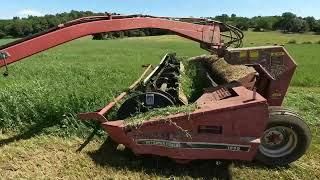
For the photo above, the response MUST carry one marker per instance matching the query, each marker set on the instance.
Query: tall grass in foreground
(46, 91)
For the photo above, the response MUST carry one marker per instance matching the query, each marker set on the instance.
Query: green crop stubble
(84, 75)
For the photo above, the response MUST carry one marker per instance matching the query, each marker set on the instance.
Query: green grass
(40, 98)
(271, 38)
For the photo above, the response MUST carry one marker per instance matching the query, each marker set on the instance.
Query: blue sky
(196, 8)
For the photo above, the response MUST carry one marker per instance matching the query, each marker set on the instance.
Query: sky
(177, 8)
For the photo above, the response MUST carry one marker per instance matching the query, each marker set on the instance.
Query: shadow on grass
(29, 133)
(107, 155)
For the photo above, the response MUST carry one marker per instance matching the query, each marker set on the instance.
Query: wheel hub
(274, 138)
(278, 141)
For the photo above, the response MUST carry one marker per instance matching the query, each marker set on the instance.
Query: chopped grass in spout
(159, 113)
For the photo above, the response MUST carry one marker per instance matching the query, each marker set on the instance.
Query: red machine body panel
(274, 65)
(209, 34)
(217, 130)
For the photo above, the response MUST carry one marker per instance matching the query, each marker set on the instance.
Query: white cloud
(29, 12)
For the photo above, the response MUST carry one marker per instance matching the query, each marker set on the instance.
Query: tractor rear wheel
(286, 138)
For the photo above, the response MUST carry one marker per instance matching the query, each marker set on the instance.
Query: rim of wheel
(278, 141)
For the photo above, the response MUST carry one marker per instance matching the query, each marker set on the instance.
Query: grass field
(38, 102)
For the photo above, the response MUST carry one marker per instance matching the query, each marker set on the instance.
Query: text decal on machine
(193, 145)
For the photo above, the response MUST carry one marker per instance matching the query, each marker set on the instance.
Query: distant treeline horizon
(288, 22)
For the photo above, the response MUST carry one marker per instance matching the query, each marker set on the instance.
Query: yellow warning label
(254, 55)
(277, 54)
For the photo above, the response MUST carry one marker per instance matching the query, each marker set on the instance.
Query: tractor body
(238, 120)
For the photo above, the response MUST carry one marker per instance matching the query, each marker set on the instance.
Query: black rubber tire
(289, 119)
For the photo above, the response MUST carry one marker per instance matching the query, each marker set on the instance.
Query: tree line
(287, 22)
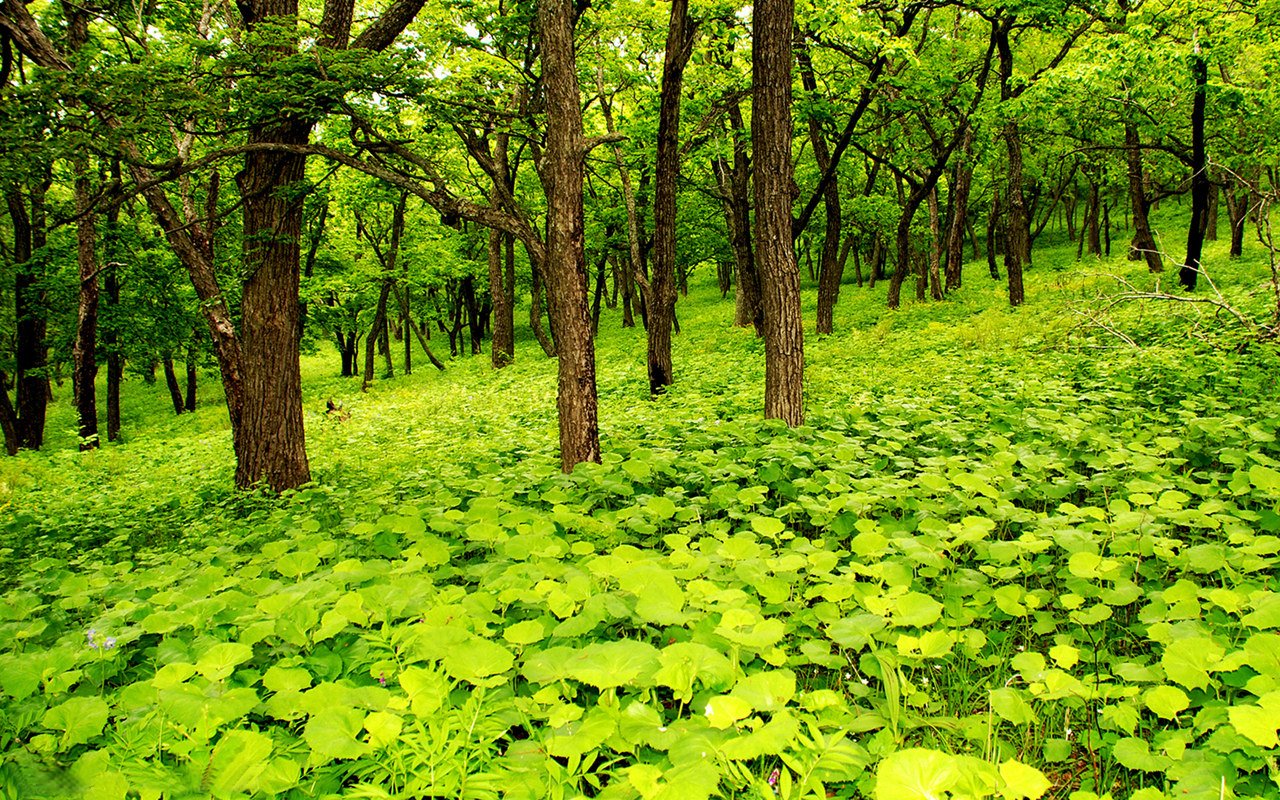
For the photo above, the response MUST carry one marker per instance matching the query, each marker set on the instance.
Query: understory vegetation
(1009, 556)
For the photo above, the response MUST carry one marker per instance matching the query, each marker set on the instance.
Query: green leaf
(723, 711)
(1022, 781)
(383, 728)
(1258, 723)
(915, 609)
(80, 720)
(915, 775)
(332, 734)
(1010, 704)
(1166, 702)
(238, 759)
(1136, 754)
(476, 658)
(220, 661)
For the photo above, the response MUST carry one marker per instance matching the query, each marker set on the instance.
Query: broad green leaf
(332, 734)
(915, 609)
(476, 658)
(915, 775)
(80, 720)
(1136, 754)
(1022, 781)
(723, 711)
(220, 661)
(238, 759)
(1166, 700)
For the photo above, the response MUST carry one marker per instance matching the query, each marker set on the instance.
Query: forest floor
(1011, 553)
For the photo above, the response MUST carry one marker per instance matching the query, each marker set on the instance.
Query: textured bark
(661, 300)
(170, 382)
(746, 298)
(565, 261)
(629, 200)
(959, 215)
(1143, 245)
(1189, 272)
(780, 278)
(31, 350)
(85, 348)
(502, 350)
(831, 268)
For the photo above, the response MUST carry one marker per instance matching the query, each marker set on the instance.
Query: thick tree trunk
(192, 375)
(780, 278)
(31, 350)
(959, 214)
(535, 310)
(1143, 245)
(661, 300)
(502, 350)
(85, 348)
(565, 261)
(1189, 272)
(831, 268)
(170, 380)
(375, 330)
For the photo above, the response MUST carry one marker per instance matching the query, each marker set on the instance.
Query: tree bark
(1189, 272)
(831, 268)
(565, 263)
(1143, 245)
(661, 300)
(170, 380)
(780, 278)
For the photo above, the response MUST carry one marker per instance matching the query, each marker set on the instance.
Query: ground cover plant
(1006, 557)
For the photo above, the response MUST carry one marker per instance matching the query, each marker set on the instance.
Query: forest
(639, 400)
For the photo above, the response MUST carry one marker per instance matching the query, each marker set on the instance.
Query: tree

········

* **Exercise goal**:
Give every line back word for word and leave the pictures out.

* **Solved exercise**:
For the photo above, the response MUST carry one marker per instance matching the query, each marker set on the instance.
Query: tall grass in foreground
(46, 91)
For the photo above, the response MUST carry one marker per instance matching the query, each marker set on the instance.
Query: green crop stubble
(84, 75)
For the photo above, the response MUST carry one marker per instance matching the query, each marker set on the instance.
Query: green grass
(40, 98)
(271, 38)
For the photo above, the response MUST carry one marker per instance matching the query, each marker set on the instance.
Query: blue sky
(196, 8)
For the photo above, the response MUST carry one marker per instance matching the query, each marker set on the instance.
Query: sky
(177, 8)
For the photo above, the response MUST carry one marker per instance matching the query, each marker set on the instance.
Query: shadow on grass
(29, 133)
(107, 155)
For the photo above, the response MUST carry one marker per instance matching the query, each marker set on the instance.
Query: wheel hub
(274, 138)
(278, 141)
For the photo above, the response MUST carry one marker per instance matching the query, each marker set on the instance.
Query: chopped grass in spout
(159, 113)
For the photo above, the response MUST carry one marker per instance matching the query, each marker set on the instance.
Query: red machine body panel
(274, 65)
(209, 34)
(217, 130)
For the photo above, the response MUST carry one marker per instance matching the query, each marker set on the instance.
Query: white cloud
(29, 12)
For the photo above, the response MUST carry one marker per instance matching the query, each marker set on the instance.
Query: tractor rear wheel
(286, 138)
For the photo above, the response MUST carry one marker per instance matching the query, each marker set on the instance.
Query: rim of wheel
(278, 141)
For the photo above, the response MUST carry one marker per instance matching the query, each marker set on the instance.
Query: grass field
(38, 102)
For the photo above, the response MUST carry one marker per instance matching the query, each marker set on the instance.
Query: text decal on machine
(193, 145)
For the photo above, the response MUST carry one marker per instance matching the query, each marker set on the instance.
Query: distant treeline horizon
(288, 22)
For the photo above, the response MUST carry one marker per instance matching the query, each marker set on the instance.
Query: yellow warning label
(254, 55)
(277, 54)
For the photo above, the response MUST carry one marker per instance matching the query, each marker set on the instance.
Query: tractor body
(238, 120)
For the photo above, the response MUST carry one marker per instance matching the query, each marker set on the instance.
Query: black rubber tire
(289, 119)
For the photo above, the response MUST carry one marker per instance matching the query, each marker set on the instance.
Query: tree line
(287, 22)
For the photo above, the response MUST carry one marker per instance matching the query, each marker set on the instance.
Query: understory vegetation
(1009, 556)
For the photo above, the response MUST carry one marker per instance matching the query, each marker set on the instance.
Query: green leaf
(723, 711)
(1022, 781)
(383, 728)
(1258, 723)
(915, 609)
(80, 720)
(915, 775)
(332, 734)
(1010, 704)
(1166, 702)
(238, 759)
(1136, 754)
(476, 658)
(220, 661)
For the photo above, the response MUST carry one marker per instance matching the query, each marker set on the instance.
Query: broad green leaf
(332, 734)
(915, 609)
(476, 658)
(915, 775)
(80, 720)
(1136, 754)
(1022, 781)
(723, 711)
(220, 661)
(238, 759)
(1166, 700)
For the photo above, the response MUST carry one marker per instance matching the query, each marker set on the instance.
Query: forest floor
(1011, 553)
For the photo above, the response MUST carry one marker per instance matching the query, each marker set on the instance.
Query: textured bark
(661, 300)
(170, 382)
(746, 298)
(565, 261)
(629, 200)
(959, 215)
(1143, 245)
(1189, 272)
(780, 278)
(31, 350)
(85, 348)
(502, 350)
(831, 268)
For the photo above, the response MUST carry one marker per instance matching the query, each marker set on the instance.
Query: thick tree trunk
(192, 375)
(780, 278)
(31, 350)
(959, 214)
(535, 310)
(1143, 245)
(661, 300)
(502, 350)
(85, 348)
(565, 261)
(1189, 272)
(831, 268)
(170, 380)
(375, 330)
For the photo above, the response MUST carry one marker per instance matching the query, each marker set on the instance.
Query: tree bark
(1189, 272)
(831, 268)
(565, 263)
(1143, 245)
(661, 300)
(170, 380)
(780, 278)
For the photo above, the response MUST carry one marker per instance matching the query, each marker set on the instance.
Query: ground cover plant
(1006, 557)
For the photo above, the response MUST carry one marker per instance matching the query, each marker set on the instance.
Query: forest
(639, 400)
For the photo above, the response MUST carry one marker per instance matching the query, each marker set on the instance.
Query: tree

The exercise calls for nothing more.